#### [EXCERTO A LER]

********************

Faz uma distinção. A informação sobre o local de enterro de Platão “tem um estilo fiável. Não quer dizer que o seja”. Já a cena com a flautista, podendo ter acontecido, “também é o género de coisas que alguém imaginativo podia ter dito”. Há que levar em conta não só o autor que transmite as fontes, mas também o estilo de informação, que sugere se se trata de algo eventualmente lendário ou pode ter um fundo histórico. “Pelo que ouvi das notícias, essa réplica à escrava se calhar é lendária, e a outra parte provavelmente fiável”, diz.

********************

#### [REGISTOS APRESENTADOS]
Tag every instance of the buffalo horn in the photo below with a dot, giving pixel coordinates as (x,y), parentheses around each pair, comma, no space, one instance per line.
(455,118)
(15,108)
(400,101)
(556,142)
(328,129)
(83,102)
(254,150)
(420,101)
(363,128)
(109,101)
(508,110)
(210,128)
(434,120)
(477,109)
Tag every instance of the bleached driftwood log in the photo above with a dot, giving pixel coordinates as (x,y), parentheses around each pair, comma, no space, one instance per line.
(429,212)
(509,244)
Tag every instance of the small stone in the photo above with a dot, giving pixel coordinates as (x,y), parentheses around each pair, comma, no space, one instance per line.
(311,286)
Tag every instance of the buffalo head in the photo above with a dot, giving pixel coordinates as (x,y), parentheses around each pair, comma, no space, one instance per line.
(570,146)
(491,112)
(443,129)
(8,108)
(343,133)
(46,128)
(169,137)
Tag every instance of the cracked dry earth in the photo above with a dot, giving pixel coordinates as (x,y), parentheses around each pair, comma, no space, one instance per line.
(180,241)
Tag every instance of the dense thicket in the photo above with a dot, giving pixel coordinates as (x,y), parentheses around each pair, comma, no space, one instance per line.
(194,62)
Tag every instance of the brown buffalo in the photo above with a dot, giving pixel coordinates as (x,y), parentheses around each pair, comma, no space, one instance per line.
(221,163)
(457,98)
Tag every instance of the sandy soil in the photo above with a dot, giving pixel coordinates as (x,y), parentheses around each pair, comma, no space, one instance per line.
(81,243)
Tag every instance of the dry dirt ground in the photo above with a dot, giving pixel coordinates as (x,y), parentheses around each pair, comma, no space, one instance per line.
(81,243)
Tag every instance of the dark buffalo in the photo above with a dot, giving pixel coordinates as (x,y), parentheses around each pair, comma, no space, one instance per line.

********************

#### [COMPLETE O SEGUINTE]
[1] Responda com base no excerto sobre Platão, uma resposta por linha:
(a) Que informação, segundo o excerto, "tem um estilo fiável"?
(b) Além do autor que transmite as fontes, que outro aspeto há que levar em conta?
(c) De que cena se diz que "também é o género de coisas que alguém imaginativo podia ter dito"?
[2] Indique se cada afirmação está de acordo com o excerto sobre Platão, respondendo sim ou não e citando as palavras do texto que o decidem:
(a) A informação sobre o local de enterro de Platão é garantidamente fiável.
(b) A cena com a flautista pode ter acontecido.
(c) A réplica à escrava é apontada como a parte provavelmente fiável.
[3] Prolongue o excerto sobre Platão, escrevendo a partir da última frase apresentada.
Os registos não desempenham aqui qualquer papel.

#### [RESPOSTAS ESCRITAS]
[1]
(a) A informação sobre o local de enterro de Platão.
(b) O estilo de informação.
(c) A cena com a flautista.

[2]
(a) Não: "Não quer dizer que o seja".
(b) Sim: "podendo ter acontecido".
(c) Não: "essa réplica à escrava se calhar é lendária".

[3]
Qualquer que seja a verdade, a discussão só se torna possível porque surgiu um texto com mais de 2 mil anos que a lançou. O professor Victor Gysemberg, especialista na interpretação de fontes greco-latinas e investigador no Centre National de la Recherche Scientifique, em França, nota que a imagiologia tem realizado grandes feitos em escritos da Antiguidade nas últimas décadas. Refere, por exemplo, o palimpsesto de Arquimedes, um pergaminho do século X com cópias de obras do geómetra grego, que entre 1998 e 2008 foi submetido a um processamento digital que tornou legível o seu conteúdo. Material de origem animal, o pergaminho é bastante mais durável do que o papiro, e por isso temos hoje uma quantidade considerável de pergaminhos antigos mas quase nenhuns papiros. Os de Herculano sobreviveram, paradoxalmente, por terem sido carbonizados, o que os preservou durante milénios, à espera que alguém os resgatasse do esquecimento e do seu mistério.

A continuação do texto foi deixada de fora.